Coordinate annotation entries:
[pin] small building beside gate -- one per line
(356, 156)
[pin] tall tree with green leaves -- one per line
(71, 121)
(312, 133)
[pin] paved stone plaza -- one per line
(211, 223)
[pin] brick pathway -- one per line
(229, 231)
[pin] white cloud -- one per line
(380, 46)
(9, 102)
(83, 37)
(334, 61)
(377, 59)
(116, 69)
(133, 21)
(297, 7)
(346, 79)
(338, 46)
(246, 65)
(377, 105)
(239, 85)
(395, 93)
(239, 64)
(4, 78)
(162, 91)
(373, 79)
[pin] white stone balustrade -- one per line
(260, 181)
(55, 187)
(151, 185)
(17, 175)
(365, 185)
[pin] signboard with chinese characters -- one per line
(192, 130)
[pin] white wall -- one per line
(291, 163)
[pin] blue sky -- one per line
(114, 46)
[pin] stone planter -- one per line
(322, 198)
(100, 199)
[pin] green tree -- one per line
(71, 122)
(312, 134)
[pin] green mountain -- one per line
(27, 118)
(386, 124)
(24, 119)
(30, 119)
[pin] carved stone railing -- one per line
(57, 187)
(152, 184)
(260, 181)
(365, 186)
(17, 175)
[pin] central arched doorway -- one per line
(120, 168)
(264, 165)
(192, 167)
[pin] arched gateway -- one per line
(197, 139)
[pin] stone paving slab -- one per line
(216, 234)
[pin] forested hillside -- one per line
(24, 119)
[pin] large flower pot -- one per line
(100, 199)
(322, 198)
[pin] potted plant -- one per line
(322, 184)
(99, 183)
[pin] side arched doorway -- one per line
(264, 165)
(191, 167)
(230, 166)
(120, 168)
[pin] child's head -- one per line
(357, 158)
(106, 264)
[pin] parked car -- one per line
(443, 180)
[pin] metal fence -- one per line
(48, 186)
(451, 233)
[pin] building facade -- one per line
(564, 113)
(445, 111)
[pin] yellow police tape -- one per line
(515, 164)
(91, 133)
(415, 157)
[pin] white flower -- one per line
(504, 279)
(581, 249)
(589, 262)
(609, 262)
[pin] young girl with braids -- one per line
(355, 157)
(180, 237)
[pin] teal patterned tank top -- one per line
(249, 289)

...

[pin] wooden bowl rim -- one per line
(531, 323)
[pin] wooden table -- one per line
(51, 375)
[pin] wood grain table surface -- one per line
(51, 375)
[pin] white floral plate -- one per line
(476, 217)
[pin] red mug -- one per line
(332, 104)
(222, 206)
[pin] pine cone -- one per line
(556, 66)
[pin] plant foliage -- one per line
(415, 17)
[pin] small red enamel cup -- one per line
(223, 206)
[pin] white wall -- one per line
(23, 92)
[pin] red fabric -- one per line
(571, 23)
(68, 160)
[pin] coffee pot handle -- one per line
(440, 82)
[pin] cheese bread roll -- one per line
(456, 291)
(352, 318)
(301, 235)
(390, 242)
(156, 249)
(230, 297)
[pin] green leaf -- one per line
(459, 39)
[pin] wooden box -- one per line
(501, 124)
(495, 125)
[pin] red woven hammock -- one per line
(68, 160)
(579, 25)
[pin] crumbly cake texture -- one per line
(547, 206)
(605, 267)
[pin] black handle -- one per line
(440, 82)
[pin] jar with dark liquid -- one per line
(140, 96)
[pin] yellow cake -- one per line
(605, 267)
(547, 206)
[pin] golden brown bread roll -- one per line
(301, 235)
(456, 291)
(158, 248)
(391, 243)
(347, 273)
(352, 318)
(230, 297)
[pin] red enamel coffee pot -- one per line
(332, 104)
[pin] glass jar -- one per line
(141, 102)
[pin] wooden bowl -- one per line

WRITTEN PROBLEM:
Reproduce the entries beginning with the line containing "[pin] red mug -- one per line" and continuing through the line containing "[pin] wooden bowl -- one per line", substituting "bun" for "bread roll" and leaving everything else unchanged.

EXPECTED ANSWER:
[pin] red mug -- one per line
(332, 104)
(222, 206)
[pin] pine cone -- one per line
(556, 66)
[pin] plant foliage -- one per line
(415, 17)
[pin] small red enamel cup -- one per line
(223, 206)
[pin] white wall -- one per line
(23, 92)
[pin] red fabric -- one per line
(571, 23)
(68, 160)
[pin] coffee pot handle -- one per line
(440, 82)
[pin] cheese bun -- one per line
(456, 291)
(352, 318)
(301, 235)
(390, 242)
(156, 249)
(230, 297)
[pin] green leaf -- one per line
(459, 39)
[pin] wooden box -- one per line
(501, 124)
(495, 125)
[pin] red woven hammock -- one per line
(68, 160)
(579, 25)
[pin] crumbly cake texture -- one per line
(547, 206)
(605, 267)
[pin] black handle -- one per line
(440, 82)
[pin] jar with dark liquid -- one per line
(140, 96)
[pin] yellow cake -- one per line
(605, 267)
(547, 206)
[pin] golden brown bun -- one per line
(301, 235)
(456, 291)
(158, 248)
(391, 243)
(347, 273)
(352, 318)
(230, 297)
[pin] red enamel coffee pot -- one per line
(332, 104)
[pin] glass jar -- one per line
(141, 102)
[pin] wooden bowl -- one per line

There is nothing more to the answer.